TASK ▸ Give again, word for word, every line below from the one that has "x=202, y=133" through the one that has "x=537, y=66", both included, and no others.

EXTRACTED INFORMATION ▸
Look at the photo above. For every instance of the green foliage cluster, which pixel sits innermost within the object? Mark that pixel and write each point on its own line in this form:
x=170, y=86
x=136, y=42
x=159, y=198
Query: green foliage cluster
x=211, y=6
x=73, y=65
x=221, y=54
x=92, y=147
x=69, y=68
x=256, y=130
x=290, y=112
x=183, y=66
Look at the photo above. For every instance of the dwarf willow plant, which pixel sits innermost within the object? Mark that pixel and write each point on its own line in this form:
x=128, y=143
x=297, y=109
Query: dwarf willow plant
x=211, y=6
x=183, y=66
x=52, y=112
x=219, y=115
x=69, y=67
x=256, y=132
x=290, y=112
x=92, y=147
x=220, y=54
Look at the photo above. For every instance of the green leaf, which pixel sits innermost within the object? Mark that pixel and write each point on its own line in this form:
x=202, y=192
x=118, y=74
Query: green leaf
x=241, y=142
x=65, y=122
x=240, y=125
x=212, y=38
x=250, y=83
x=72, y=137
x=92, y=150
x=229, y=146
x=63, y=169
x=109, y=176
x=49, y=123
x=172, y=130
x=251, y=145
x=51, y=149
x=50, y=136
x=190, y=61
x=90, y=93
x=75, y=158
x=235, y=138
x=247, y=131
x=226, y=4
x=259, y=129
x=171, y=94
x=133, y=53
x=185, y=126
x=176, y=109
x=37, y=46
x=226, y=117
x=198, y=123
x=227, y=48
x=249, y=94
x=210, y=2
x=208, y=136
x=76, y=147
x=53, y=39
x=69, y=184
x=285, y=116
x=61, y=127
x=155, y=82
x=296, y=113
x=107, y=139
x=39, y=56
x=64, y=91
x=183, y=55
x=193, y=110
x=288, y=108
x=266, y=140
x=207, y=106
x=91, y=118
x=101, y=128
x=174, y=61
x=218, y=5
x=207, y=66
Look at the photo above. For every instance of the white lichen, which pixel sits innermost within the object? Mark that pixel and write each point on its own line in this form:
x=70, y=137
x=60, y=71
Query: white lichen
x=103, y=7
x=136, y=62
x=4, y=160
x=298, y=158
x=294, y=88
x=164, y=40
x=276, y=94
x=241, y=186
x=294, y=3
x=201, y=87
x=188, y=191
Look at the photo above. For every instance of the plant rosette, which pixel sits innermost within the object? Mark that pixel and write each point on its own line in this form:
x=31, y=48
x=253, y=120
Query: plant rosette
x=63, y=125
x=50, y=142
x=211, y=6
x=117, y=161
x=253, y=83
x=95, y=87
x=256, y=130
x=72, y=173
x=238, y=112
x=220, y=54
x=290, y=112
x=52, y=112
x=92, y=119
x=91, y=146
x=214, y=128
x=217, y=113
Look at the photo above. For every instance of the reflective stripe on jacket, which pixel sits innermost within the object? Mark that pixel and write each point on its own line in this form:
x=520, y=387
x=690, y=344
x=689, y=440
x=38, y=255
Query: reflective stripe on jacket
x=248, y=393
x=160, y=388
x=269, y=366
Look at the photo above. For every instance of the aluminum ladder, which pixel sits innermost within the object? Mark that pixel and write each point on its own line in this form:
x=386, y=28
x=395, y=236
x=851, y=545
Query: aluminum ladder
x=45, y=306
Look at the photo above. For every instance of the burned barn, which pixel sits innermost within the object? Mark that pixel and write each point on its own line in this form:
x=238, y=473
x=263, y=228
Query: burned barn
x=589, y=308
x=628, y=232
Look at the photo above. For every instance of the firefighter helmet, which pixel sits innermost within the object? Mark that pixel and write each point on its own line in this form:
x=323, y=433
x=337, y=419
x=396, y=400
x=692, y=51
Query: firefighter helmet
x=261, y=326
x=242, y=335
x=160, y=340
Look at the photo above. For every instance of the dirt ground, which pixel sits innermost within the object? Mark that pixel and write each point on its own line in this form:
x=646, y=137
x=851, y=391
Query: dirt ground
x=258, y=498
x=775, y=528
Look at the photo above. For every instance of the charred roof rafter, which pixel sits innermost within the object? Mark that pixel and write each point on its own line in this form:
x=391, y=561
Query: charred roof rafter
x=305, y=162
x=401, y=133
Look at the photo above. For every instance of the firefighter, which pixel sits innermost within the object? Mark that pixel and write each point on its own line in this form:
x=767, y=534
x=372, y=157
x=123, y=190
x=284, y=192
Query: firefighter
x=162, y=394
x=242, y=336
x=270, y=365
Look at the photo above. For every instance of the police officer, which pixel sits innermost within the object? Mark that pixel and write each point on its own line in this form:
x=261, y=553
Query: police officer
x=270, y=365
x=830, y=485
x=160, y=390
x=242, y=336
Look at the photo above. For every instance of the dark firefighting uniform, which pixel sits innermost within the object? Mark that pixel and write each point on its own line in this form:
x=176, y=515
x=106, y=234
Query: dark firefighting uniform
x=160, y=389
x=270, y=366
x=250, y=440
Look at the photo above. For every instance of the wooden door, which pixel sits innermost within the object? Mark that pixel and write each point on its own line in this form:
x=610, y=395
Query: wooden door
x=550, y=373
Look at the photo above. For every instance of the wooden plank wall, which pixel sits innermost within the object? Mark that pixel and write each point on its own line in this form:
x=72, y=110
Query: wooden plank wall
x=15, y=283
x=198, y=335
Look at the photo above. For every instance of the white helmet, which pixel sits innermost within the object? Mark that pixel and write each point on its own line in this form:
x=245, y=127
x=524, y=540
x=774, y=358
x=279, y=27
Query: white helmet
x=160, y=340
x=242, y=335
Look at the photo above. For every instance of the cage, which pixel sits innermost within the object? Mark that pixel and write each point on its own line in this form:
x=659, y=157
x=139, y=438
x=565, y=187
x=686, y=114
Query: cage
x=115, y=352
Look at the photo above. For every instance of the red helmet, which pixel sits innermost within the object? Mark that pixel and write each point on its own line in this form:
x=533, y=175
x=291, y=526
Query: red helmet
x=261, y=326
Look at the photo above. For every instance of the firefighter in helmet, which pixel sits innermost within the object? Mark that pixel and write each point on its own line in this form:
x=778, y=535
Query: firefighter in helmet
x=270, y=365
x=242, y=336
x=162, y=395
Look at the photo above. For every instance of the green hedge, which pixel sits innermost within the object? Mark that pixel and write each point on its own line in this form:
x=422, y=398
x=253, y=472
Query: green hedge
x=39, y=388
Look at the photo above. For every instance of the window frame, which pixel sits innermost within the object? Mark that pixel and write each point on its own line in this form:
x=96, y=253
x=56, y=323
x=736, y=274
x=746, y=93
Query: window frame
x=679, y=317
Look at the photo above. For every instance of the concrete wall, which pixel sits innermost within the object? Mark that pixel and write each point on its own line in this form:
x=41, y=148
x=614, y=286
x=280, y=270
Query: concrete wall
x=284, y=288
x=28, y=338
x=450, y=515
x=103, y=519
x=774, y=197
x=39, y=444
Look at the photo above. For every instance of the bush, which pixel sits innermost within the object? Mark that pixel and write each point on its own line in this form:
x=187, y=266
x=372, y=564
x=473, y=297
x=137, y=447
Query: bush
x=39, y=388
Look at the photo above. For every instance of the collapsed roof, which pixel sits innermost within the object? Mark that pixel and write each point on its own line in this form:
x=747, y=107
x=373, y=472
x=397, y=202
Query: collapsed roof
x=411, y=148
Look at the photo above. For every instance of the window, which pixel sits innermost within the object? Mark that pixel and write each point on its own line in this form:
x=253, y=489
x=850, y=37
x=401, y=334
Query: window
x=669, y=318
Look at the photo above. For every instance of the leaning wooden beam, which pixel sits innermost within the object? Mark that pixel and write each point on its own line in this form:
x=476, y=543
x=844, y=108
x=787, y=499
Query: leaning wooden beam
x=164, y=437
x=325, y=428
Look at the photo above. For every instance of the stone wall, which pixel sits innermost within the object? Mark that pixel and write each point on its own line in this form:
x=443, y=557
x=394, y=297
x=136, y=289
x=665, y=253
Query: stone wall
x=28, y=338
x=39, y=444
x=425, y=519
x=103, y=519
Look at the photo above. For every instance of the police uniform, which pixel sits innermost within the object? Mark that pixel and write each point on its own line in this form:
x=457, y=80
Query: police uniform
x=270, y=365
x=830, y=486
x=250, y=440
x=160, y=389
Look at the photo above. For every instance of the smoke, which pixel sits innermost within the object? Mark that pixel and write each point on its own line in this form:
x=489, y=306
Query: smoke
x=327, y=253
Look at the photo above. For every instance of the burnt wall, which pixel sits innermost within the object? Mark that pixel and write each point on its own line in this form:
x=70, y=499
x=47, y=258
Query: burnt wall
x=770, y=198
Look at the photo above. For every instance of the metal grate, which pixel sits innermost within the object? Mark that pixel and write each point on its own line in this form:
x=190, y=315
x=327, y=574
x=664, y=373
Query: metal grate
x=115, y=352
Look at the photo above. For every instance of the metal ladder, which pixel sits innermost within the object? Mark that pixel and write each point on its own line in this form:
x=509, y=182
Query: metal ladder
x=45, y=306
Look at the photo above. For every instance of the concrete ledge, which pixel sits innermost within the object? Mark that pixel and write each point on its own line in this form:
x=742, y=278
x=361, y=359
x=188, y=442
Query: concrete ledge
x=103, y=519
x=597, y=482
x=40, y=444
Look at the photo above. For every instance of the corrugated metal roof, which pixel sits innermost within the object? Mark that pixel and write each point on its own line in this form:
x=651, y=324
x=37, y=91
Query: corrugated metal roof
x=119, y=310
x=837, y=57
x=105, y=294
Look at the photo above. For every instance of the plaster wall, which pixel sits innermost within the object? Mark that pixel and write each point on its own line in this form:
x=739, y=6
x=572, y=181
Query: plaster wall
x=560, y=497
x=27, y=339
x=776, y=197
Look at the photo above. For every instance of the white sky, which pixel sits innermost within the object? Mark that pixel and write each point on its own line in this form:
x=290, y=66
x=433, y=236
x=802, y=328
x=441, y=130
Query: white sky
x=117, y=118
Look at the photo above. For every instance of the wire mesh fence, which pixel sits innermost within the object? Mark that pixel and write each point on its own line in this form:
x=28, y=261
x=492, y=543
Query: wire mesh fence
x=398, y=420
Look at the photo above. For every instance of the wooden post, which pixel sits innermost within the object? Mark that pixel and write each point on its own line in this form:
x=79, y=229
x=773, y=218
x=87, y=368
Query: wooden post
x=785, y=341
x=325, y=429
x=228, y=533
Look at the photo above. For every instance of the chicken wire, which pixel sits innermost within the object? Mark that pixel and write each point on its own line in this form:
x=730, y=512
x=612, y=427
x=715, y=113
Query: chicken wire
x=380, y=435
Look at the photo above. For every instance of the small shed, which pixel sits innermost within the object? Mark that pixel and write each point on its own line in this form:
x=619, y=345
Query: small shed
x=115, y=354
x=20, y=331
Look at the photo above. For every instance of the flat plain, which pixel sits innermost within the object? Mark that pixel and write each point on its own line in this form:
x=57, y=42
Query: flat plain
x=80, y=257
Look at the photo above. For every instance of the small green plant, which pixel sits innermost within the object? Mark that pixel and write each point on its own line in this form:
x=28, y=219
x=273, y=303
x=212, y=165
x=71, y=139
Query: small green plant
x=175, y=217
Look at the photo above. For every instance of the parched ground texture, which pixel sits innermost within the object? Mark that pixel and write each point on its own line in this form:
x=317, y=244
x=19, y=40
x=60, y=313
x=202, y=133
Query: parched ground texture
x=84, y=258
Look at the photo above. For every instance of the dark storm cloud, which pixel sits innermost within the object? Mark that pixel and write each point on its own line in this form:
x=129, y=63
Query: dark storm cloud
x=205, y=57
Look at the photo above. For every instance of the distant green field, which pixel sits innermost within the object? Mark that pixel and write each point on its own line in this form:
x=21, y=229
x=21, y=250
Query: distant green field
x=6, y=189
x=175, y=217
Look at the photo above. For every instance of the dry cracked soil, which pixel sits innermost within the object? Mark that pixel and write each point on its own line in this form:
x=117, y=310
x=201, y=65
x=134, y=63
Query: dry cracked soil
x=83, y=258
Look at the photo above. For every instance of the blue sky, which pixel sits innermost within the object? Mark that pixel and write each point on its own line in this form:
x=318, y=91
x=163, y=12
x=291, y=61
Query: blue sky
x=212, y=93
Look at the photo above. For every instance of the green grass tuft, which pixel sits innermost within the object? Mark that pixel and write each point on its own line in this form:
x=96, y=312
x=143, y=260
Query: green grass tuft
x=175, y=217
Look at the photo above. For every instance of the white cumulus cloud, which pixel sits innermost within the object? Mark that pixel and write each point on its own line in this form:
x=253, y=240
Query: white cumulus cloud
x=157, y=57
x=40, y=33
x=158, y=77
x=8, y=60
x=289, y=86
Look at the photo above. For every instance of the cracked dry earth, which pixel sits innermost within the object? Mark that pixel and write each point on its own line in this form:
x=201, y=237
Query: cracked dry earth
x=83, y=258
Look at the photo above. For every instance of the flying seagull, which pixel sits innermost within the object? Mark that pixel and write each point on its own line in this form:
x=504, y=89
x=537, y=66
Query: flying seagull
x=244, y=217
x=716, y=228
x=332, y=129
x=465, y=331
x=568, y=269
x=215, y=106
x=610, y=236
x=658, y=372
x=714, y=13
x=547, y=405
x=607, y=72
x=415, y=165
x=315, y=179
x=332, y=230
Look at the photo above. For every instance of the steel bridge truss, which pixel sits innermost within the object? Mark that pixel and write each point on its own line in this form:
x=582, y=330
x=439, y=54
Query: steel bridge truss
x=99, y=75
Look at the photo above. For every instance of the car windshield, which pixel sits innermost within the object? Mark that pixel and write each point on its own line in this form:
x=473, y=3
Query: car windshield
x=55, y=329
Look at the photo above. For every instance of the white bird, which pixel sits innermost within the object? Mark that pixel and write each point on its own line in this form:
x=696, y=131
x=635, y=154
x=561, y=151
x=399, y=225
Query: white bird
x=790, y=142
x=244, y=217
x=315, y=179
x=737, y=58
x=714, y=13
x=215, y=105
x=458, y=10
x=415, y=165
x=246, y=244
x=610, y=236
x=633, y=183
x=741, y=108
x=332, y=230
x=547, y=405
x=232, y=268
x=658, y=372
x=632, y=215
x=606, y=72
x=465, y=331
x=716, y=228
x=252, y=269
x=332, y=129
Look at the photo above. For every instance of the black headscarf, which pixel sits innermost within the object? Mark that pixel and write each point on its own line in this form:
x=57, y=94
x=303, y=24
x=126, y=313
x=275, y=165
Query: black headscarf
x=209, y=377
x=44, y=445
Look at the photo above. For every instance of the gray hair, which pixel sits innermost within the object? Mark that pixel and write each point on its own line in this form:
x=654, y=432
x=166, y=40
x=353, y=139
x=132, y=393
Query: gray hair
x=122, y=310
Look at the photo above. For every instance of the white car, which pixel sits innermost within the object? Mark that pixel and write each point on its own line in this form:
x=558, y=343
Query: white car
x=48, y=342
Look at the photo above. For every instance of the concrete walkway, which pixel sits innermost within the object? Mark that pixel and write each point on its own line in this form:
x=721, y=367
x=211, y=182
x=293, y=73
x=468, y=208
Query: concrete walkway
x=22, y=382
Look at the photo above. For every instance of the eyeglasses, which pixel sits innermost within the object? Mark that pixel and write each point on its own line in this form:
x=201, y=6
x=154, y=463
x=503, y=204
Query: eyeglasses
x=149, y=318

YOUR SOLUTION ▸
x=202, y=133
Query: parched ground texture
x=84, y=258
Look at the photo above. For every instance of the dark storm cloud, which pixel sits innermost within the object? Mark that pixel and write each point on its own line in this form:
x=129, y=63
Query: dark storm cloud
x=205, y=57
Look at the photo above. For every instance of the distant green field, which pixel sits innermost within the object? Mark that pixel and write each point on its own line in this form:
x=21, y=229
x=21, y=250
Query: distant green field
x=6, y=189
x=175, y=217
Look at the photo above. For every instance of the dry cracked soil, which pixel sits innermost within the object? Mark that pixel and write each point on its own line in this form:
x=117, y=310
x=201, y=65
x=134, y=63
Query: dry cracked soil
x=83, y=258
Look at the photo above. For every instance of the blue sky, which pixel sits innermost within the object? Mark that pixel and write each point on its own line in this form:
x=318, y=91
x=163, y=12
x=291, y=61
Query: blue sky
x=212, y=93
Look at the photo above. For every instance of the green grass tuft, which pixel sits innermost within the object? Mark that pixel and write each point on its own line in this form:
x=96, y=312
x=143, y=260
Query: green grass tuft
x=175, y=217
Look at the photo above. For every instance of the white cumulus cloud, which pixel sits innermost within the object? Mark that pixel and write each point on its own line in this form:
x=253, y=240
Query: white cumulus cloud
x=157, y=57
x=40, y=33
x=158, y=77
x=8, y=60
x=289, y=86
Look at the photo above. For every instance of the cracked dry earth, which pixel sits innermost within the object? Mark that pixel and write each point on its own line in this form:
x=201, y=237
Query: cracked dry earth
x=83, y=258
Look at the photo above. For every instance of the flying seagull, which pixel sits innermost within the object? Mark that pixel and write each point on its own line in this form:
x=504, y=89
x=537, y=66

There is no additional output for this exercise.